**EXERCISE DESCRIPTION**:
Please transcribe, exactly and only, the lines of the records below from the one holding "Can you find the man in" to the very end.

**Dataset excerpts**:
════════════════

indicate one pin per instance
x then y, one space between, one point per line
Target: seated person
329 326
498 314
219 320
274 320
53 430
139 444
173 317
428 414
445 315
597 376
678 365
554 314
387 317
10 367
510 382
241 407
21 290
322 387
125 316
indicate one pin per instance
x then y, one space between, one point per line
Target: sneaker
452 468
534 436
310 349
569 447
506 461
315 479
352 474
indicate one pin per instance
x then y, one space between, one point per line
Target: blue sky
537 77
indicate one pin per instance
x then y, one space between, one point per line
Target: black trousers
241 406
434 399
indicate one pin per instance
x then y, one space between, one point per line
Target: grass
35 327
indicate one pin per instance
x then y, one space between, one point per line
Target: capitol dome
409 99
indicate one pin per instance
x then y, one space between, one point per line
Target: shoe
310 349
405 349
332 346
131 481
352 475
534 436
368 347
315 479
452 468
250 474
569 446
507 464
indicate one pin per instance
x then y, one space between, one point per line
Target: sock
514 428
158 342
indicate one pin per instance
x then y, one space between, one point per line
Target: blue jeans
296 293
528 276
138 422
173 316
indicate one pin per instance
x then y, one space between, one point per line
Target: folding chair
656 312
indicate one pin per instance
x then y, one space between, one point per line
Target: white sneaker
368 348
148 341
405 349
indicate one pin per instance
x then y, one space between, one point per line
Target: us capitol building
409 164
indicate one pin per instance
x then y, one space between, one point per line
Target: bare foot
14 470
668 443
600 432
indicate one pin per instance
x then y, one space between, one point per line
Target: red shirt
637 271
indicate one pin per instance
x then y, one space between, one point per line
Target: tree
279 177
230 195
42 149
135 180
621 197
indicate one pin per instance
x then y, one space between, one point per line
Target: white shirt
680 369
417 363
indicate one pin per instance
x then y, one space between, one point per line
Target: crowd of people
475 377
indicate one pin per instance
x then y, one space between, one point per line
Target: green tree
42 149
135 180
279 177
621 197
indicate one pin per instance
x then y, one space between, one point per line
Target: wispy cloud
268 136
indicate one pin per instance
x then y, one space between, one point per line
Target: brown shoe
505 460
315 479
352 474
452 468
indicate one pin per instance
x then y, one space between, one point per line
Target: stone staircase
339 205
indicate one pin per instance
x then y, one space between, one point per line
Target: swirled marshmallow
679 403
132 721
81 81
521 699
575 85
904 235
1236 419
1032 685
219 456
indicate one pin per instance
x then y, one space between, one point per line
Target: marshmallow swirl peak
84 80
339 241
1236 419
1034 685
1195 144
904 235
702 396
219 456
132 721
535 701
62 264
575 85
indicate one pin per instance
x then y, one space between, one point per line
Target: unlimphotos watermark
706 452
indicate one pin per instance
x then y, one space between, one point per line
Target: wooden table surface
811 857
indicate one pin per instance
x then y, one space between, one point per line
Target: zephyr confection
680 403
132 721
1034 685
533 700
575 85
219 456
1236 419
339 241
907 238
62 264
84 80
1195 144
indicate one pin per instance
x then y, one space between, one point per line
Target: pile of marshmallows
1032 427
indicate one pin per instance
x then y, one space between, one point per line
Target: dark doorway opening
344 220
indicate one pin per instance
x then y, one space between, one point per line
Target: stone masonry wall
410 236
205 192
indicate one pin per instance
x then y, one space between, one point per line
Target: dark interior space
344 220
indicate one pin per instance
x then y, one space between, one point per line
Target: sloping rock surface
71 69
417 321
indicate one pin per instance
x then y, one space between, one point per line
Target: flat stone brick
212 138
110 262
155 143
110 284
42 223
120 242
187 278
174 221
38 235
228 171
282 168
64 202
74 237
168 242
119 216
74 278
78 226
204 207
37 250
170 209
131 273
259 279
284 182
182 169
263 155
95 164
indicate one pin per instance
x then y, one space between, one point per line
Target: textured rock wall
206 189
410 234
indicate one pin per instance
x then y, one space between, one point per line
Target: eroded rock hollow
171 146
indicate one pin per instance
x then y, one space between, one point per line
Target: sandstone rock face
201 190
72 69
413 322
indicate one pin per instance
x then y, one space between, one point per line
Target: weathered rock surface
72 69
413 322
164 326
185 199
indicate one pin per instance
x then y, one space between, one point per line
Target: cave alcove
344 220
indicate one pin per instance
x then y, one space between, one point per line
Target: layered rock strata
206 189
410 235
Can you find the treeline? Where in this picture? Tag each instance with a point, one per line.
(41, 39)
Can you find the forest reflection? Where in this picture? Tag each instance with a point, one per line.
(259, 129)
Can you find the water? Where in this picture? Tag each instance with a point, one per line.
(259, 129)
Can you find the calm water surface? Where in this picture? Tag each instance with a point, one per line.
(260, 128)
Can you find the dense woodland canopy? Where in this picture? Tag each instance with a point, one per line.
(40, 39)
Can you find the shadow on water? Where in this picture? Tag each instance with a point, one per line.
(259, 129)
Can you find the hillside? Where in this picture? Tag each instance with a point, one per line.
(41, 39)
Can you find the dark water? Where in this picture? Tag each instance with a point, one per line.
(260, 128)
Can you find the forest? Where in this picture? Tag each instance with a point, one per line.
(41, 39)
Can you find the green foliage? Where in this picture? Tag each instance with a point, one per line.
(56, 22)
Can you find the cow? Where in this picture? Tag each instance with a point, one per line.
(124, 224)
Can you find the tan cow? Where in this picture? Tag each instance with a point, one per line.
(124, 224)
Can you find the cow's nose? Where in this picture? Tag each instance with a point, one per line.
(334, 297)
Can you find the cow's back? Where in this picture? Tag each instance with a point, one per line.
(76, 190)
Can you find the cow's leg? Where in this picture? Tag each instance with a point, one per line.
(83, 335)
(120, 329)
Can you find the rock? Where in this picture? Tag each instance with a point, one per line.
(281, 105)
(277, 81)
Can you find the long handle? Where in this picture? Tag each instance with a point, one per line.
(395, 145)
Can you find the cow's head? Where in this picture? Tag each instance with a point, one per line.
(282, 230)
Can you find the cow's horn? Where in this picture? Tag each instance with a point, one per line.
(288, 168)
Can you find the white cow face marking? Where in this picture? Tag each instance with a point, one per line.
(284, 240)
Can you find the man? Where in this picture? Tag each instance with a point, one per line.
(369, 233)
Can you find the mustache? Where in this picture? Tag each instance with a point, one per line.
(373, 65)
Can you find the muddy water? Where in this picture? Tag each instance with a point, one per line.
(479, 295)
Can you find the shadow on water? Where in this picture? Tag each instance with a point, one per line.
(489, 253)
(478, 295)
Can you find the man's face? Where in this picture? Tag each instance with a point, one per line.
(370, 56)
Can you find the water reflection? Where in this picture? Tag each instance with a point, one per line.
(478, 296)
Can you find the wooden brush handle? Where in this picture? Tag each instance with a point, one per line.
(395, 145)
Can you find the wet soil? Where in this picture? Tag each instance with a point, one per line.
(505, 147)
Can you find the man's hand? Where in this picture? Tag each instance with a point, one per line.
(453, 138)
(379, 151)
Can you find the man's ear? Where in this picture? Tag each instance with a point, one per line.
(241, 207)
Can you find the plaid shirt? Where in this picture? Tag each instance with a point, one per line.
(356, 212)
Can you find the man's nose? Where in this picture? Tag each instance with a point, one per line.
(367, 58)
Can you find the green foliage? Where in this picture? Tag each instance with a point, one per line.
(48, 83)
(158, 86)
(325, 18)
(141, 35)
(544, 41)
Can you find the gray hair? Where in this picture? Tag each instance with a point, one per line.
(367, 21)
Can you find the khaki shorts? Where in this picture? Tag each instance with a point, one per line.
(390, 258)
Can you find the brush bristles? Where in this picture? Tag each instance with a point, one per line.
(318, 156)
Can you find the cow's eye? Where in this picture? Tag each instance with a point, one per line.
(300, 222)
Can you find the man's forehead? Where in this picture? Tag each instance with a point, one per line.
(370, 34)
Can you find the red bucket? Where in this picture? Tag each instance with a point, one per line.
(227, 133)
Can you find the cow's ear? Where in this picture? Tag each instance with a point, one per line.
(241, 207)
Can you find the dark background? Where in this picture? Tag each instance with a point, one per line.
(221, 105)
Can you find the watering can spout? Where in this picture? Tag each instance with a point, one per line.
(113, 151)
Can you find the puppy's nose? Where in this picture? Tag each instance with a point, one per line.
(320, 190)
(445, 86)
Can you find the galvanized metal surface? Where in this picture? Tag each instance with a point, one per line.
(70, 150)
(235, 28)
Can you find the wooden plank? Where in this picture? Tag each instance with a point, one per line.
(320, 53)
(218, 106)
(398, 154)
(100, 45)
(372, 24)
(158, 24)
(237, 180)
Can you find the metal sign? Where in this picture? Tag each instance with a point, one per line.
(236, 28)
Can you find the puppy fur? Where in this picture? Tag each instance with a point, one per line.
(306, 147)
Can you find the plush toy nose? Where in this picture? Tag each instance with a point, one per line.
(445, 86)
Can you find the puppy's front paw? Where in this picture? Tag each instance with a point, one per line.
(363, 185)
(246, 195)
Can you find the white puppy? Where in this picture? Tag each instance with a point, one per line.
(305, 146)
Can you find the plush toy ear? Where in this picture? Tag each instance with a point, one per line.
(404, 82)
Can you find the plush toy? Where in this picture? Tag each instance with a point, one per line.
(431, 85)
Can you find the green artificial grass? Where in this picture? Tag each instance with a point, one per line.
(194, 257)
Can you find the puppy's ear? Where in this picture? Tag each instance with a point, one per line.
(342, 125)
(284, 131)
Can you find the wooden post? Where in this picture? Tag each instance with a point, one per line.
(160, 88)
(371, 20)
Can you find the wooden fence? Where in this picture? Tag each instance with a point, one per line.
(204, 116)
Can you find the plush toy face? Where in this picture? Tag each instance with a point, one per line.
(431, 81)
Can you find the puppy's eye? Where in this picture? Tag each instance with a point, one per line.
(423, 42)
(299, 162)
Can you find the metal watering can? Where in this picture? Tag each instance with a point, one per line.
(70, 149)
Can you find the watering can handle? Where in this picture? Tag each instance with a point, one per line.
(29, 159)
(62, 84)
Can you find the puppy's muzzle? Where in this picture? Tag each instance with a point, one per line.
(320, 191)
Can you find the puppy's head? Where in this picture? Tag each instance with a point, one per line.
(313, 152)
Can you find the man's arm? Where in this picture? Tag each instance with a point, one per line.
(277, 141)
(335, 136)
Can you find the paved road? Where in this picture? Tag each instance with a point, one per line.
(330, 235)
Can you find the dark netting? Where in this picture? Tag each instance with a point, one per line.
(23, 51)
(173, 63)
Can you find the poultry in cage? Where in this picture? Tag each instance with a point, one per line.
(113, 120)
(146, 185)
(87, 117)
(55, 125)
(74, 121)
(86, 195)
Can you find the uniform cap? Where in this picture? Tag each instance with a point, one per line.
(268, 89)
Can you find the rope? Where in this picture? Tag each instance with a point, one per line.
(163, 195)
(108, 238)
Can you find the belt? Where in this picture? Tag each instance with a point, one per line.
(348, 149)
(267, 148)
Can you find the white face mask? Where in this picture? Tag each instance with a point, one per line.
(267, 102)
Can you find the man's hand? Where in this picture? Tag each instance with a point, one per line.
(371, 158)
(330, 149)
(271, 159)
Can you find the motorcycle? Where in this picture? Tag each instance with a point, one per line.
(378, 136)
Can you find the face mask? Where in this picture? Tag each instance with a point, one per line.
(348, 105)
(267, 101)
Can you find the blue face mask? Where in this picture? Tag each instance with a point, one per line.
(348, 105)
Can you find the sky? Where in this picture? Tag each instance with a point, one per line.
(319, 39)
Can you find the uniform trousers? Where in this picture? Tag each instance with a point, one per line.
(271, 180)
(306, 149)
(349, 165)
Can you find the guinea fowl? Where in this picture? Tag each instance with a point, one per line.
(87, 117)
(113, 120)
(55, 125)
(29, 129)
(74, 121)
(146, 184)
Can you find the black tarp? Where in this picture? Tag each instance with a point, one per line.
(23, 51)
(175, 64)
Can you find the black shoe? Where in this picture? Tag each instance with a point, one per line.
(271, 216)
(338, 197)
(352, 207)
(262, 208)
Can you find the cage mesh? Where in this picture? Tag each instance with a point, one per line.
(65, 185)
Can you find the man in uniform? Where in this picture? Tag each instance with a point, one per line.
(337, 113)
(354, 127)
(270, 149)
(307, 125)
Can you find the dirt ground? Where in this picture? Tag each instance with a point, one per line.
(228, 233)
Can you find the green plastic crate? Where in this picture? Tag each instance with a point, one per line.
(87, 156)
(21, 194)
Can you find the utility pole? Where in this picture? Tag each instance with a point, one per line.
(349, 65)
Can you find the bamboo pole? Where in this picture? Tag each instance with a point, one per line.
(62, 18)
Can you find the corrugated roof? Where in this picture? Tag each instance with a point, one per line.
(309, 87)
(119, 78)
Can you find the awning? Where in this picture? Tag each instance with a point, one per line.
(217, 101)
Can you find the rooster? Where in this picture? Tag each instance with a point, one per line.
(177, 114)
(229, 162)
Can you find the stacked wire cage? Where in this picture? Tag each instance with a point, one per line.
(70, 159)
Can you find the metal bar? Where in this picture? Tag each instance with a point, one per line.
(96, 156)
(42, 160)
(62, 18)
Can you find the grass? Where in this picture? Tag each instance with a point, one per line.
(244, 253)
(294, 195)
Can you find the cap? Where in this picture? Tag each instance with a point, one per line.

════════════════

**SOLUTION**:
Can you find the man in uniform? Where in this picture? Tag each instance with a point, one per line.
(337, 113)
(354, 127)
(270, 149)
(307, 125)
Can you find the dirt ground? Where in this picture? Tag each instance with a point, one per line.
(228, 233)
Can you find the green plastic crate? Where in this picture? Tag each instance with a point, one per line.
(87, 156)
(21, 194)
Can you find the utility pole? Where in this picture? Tag each instance with a point, one per line.
(349, 65)
Can you find the bamboo pole? Where in this picture? Tag each instance with a point, one per line.
(62, 18)
Can you find the corrugated roof? Where in this picture? Tag each instance with a point, one per line.
(309, 87)
(119, 78)
Can you find the awning? Where in this picture? Tag each instance with a point, one per line.
(217, 101)
Can you find the rooster? Where in this picture? Tag each instance with a point, one per line.
(177, 114)
(229, 162)
Can you find the stacked wire cage? Where in this picture? Tag each instance with a point, one per line.
(70, 159)
Can you find the metal bar? Where in this picture? Tag each instance with a point, one per line.
(96, 156)
(42, 160)
(62, 18)
Can you find the grass? Where in this picture? Tag each instance with a point, one per line.
(244, 253)
(294, 195)
Can you find the cap? Where in this picture? Tag each instance with a point, one per line.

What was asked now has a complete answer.